### Given data:
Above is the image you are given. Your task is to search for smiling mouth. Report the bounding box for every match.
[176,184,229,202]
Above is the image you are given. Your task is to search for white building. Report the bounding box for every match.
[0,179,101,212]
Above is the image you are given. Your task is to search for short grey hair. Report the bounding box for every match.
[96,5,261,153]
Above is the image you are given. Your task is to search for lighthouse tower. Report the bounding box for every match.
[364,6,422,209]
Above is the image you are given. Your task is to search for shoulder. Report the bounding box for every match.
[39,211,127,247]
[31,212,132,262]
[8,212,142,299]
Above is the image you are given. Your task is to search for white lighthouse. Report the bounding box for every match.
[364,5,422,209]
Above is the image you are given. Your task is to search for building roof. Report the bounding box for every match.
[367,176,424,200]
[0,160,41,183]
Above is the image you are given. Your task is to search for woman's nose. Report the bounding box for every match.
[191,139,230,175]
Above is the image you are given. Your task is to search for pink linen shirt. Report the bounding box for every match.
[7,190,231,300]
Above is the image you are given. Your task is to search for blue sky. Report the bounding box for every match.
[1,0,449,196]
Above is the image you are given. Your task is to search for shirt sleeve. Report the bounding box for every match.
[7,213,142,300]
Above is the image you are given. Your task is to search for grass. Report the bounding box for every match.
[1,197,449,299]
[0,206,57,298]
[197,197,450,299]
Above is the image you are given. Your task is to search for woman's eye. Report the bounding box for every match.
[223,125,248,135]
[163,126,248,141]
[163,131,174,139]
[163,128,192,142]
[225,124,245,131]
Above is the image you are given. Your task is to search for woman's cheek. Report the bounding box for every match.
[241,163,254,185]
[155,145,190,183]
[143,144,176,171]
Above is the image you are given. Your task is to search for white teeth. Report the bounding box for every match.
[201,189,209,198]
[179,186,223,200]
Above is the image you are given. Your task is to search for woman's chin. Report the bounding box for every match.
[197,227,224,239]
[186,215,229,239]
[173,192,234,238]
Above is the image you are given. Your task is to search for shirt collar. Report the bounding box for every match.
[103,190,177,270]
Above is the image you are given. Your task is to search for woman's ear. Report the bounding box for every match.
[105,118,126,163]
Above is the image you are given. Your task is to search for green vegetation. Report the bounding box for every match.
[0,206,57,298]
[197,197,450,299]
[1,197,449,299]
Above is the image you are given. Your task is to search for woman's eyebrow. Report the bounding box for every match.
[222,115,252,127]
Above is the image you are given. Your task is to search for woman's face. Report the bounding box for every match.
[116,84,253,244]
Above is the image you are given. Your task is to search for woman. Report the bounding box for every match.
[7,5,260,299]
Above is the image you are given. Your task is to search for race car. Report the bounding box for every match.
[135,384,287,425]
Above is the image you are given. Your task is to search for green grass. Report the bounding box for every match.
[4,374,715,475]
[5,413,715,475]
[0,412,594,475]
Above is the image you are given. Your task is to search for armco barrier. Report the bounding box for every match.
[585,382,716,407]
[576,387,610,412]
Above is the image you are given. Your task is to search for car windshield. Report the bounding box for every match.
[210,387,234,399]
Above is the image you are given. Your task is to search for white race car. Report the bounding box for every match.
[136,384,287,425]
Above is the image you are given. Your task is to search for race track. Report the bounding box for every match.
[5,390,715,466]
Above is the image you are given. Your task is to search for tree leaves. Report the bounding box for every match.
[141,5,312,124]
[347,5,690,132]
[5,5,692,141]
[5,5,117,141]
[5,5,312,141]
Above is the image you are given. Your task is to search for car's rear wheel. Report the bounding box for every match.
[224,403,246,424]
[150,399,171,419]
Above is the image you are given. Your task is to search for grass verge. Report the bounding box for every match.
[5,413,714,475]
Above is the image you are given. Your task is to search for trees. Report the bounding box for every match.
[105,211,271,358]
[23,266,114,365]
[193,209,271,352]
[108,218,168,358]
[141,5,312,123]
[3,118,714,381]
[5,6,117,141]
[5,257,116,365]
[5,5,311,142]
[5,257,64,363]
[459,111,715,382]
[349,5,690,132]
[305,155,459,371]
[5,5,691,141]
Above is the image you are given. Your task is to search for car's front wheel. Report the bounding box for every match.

### Problem requirements:
Copy every entry exactly as it is given.

### Solution to this task:
Above is the image you are given. Your task is to search for smiling mouth. Report the bounding box for every match.
[176,184,229,202]
Above is the image you are given. Your task is to search for white building. Report the bounding box for every match.
[0,179,101,212]
Above is the image you are given. Your task is to search for short grey hair. Report the bounding box for every match.
[96,5,261,153]
Above is the image you are given. Your task is to search for lighthouse tower. Report the bounding box for every match.
[364,6,422,209]
Above is the image you are given. Your task is to search for shoulder. Report the bounding box for every match.
[39,211,127,247]
[31,212,132,262]
[8,212,142,299]
Above is the image you are given. Your task is to search for white lighthouse. Report the bounding box for every match.
[364,5,422,209]
Above is the image you are given. Your task is to search for building roof. Report the bounding box for every match.
[367,176,424,200]
[0,160,41,183]
Above is the image you are given. Your task is to search for woman's nose. Report the bounding box for every match.
[191,139,230,175]
Above is the image you are given. Your task is to search for pink linen shirt. Report the bounding box for every match.
[7,190,231,300]
Above is the image you are given. Your task is to search for blue sky. Report the bounding box for every match.
[1,0,449,196]
Above is the image you are given. Your task is to search for shirt sleeve. Report the bounding box for every match.
[7,213,142,300]
Above is the image you are given. Your task is to search for grass. Report the bounding box for every match.
[1,197,449,299]
[0,206,57,298]
[197,197,450,299]
Above is the image you are given. Your task is to search for woman's eye. Report the bounding box for every match.
[223,125,248,135]
[163,126,248,141]
[163,131,174,139]
[163,128,192,142]
[225,124,245,131]
Above is the image you are given. Your task is to search for woman's cheek. Report the bounding box for every match.
[241,163,254,185]
[155,145,190,183]
[143,144,176,171]
Above is the image you are given. Your task is to search for white teeth. Report the bounding box for every match.
[201,189,209,198]
[179,186,223,200]
Above is the image you are given. Your task is to search for woman's chin. Report the bounding box for every match.
[197,227,224,239]
[186,215,229,239]
[173,192,234,238]
Above is the image you are given. Your task is to search for shirt collar. Report the bounding box for every match.
[103,190,177,270]
Above is the image you are given. Your task is to search for woman's ear. Report the bounding box for every match.
[105,118,126,163]
Above is the image you are given. Your task is to search for green vegetation. Report the bounding box for every match.
[0,206,57,298]
[197,197,450,299]
[1,197,449,299]
Above is the image you are given. Your task is to search for woman's eyebrow. Report the bounding box for every match.
[222,115,252,127]
Above is the image you are given. Your task is to search for woman's face. Report the bounding box for every match.
[116,84,253,244]
Above is the image you are given. Your task is to search for woman. Report the bounding box for every match.
[7,5,260,299]
Above is the image you are given. Your task is to search for race car. Report the bounding box for every match.
[135,384,287,425]
Above is the image you are given. Your task is to search for green grass. Report the bounding box for every match.
[4,374,715,475]
[5,413,715,475]
[0,412,594,475]
Above is the image you are given. Your task is to search for armco barrier. Report the bounding box for every match.
[585,382,716,407]
[576,387,610,412]
Above is the image you are given. Your task is to search for car windshield. Report the bounding box for every match.
[210,387,234,399]
Above is the image you are given. Your task is to search for white race car. Report the bounding box for every match.
[136,384,287,425]
Above is the image you are given. Your task is to search for race track. Report the bounding box for every match.
[5,390,715,466]
Above is the image you are given. Your task is to search for tree leaves. Report the bounding box for every match.
[141,5,312,124]
[347,5,690,132]
[5,5,692,141]
[5,5,117,141]
[5,5,312,141]
Above is the image you are given. Your task is to search for car's rear wheel. Report the bounding box for every match.
[224,403,246,424]
[150,399,171,419]
Above is the image you are given. Your task is to search for grass verge. Report the bounding box for every match.
[5,413,714,475]
Above is the image you are given. Your task is to search for trees. Report the bounding box for every match.
[105,211,271,358]
[23,266,114,365]
[193,209,271,352]
[108,218,168,358]
[141,5,312,123]
[3,118,714,381]
[5,6,117,141]
[5,257,116,365]
[5,5,311,142]
[5,257,64,363]
[459,111,715,382]
[349,5,690,132]
[305,155,459,371]
[5,5,691,141]
Above is the image you are given. Your task is to search for car's front wheel. Report the bounding box for every match.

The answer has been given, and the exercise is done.